» **Task directions**: Change "distant building" to "remote building" in the listing, starting with its first line and going on through the line that contains "105], [207, 105]]]". Give those lines again with nothing else altered.

══════════

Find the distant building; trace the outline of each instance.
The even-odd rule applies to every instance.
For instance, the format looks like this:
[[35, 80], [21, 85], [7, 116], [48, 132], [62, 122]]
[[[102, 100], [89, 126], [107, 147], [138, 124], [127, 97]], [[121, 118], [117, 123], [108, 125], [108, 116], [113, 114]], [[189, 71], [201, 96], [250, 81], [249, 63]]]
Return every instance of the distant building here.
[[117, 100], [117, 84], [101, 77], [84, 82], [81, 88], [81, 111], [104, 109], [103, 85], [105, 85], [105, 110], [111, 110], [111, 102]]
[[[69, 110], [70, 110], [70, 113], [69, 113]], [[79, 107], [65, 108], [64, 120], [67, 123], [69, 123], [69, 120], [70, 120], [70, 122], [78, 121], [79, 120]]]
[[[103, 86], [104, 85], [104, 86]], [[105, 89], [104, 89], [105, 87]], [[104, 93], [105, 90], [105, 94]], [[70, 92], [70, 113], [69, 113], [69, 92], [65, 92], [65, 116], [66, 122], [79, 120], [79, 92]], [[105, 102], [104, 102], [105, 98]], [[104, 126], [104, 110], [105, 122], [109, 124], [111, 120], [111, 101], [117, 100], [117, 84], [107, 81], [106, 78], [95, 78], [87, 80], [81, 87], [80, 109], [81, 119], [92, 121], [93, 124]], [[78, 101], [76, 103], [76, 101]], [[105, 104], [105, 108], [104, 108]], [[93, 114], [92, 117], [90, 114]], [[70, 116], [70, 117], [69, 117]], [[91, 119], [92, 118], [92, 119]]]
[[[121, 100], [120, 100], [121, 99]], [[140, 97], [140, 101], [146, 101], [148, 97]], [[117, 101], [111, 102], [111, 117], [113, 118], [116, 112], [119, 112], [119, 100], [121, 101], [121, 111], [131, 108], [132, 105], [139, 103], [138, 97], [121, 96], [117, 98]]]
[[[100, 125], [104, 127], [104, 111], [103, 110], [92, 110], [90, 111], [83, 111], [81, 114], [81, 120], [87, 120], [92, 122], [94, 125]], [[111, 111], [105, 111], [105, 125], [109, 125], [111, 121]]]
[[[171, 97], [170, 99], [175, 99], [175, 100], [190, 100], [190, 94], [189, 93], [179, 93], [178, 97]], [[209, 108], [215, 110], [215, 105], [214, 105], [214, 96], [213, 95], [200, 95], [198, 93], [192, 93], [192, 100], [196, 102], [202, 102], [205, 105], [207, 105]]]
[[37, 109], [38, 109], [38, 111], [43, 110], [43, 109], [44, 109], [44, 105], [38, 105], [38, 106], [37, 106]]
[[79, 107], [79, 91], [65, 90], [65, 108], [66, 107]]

══════════

» **Result for this task**:
Find the remote building; trace the outline of each instance.
The even-odd rule applies to every instance.
For instance, the format looks like this:
[[35, 80], [21, 85], [7, 116], [48, 132], [62, 122]]
[[[102, 100], [89, 126], [107, 147], [138, 124], [127, 97]], [[121, 118], [117, 123], [108, 125], [108, 116], [113, 114]], [[189, 71], [201, 96], [250, 81], [249, 63]]]
Return every instance of the remote building here.
[[117, 100], [117, 84], [101, 77], [84, 82], [81, 88], [81, 111], [104, 109], [103, 85], [105, 85], [105, 110], [111, 110], [111, 102]]
[[[69, 110], [70, 110], [70, 113], [69, 113]], [[79, 107], [65, 108], [64, 120], [67, 123], [69, 123], [69, 120], [70, 120], [70, 122], [78, 121], [79, 120]]]
[[[103, 86], [104, 85], [104, 86]], [[105, 89], [104, 89], [105, 87]], [[104, 93], [105, 90], [105, 94]], [[70, 92], [70, 113], [69, 113], [69, 92], [65, 92], [65, 116], [66, 122], [79, 120], [79, 92]], [[105, 102], [104, 102], [105, 98]], [[104, 126], [104, 110], [105, 122], [109, 124], [111, 120], [111, 101], [117, 100], [117, 84], [107, 81], [106, 78], [95, 78], [87, 80], [81, 87], [80, 109], [81, 119], [92, 121], [93, 124]], [[78, 101], [76, 103], [76, 101]], [[105, 104], [105, 108], [104, 108]], [[93, 114], [92, 117], [90, 114]], [[70, 116], [70, 117], [69, 117]], [[91, 119], [92, 118], [92, 119]]]
[[[121, 100], [120, 100], [121, 99]], [[140, 97], [140, 101], [146, 101], [148, 97]], [[117, 101], [111, 102], [111, 117], [113, 118], [116, 112], [119, 112], [119, 100], [121, 101], [121, 111], [131, 108], [132, 105], [139, 103], [138, 97], [121, 96], [117, 98]]]
[[[100, 125], [104, 127], [104, 111], [103, 110], [92, 110], [90, 111], [83, 111], [81, 114], [81, 120], [87, 120], [92, 122], [94, 125]], [[111, 111], [105, 111], [105, 125], [109, 125], [111, 121]]]
[[[171, 97], [170, 99], [175, 99], [175, 100], [190, 100], [190, 94], [189, 93], [179, 93], [178, 97]], [[209, 108], [215, 110], [215, 105], [214, 105], [214, 96], [213, 95], [200, 95], [198, 93], [192, 93], [192, 100], [196, 102], [202, 102], [205, 105], [207, 105]]]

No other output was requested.